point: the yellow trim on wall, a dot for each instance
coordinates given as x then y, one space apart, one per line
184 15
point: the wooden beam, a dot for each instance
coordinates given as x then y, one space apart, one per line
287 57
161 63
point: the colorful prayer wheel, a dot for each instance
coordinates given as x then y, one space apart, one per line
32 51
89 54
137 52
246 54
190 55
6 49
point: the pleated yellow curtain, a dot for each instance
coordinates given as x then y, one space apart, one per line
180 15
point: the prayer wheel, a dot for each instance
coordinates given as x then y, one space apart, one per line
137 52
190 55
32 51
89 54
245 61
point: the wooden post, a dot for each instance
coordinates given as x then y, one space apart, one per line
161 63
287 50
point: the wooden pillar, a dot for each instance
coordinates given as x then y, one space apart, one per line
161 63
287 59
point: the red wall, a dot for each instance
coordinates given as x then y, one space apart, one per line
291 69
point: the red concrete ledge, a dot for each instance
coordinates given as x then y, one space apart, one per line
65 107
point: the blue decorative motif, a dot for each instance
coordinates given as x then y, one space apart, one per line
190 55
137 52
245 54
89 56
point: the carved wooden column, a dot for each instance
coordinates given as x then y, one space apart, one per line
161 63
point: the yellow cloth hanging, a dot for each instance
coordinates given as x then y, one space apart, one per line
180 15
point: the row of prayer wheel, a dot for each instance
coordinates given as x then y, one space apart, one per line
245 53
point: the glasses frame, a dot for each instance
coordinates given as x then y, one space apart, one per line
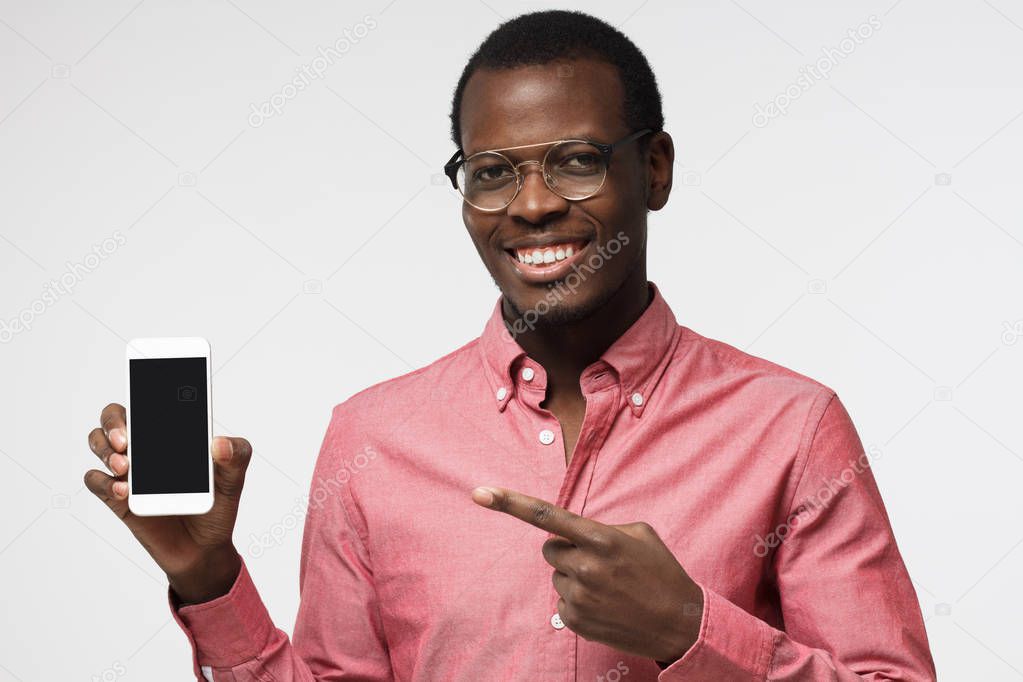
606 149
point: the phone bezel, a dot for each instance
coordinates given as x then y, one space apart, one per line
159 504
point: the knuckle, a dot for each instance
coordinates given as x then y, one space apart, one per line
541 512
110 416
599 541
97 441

==

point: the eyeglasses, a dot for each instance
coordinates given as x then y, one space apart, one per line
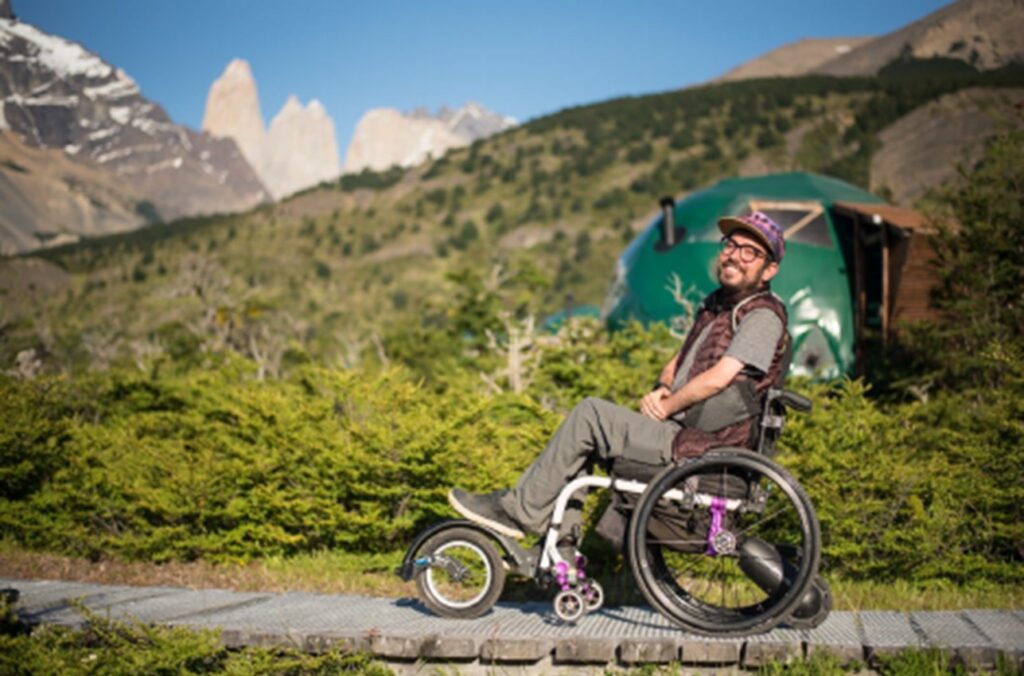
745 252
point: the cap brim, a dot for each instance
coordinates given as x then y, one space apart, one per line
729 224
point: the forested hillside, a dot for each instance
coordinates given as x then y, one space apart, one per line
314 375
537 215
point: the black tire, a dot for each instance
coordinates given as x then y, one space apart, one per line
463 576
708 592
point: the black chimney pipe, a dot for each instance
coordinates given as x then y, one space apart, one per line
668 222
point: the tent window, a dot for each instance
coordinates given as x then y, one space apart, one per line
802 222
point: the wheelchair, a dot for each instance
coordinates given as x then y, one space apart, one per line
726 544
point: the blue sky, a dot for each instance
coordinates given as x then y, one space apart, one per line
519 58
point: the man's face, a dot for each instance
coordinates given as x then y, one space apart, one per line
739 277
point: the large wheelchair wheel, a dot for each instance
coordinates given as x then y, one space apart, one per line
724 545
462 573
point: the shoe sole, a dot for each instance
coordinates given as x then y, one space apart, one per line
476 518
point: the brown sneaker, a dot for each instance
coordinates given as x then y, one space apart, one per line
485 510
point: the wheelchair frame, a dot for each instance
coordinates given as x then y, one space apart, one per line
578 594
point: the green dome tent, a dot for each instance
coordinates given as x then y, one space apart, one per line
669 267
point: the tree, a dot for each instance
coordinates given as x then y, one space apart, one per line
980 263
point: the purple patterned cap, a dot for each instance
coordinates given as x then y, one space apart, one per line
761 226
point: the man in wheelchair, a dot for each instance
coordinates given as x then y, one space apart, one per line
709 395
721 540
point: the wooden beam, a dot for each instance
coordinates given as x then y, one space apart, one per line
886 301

▶ Goal: Display every line from the entries above that contains the string "wall", treating uppercase and lowercase as distinct.

▶ Final result:
point: the yellow trim on wall, a dot for each instance
point: the red wall, a dot for each instance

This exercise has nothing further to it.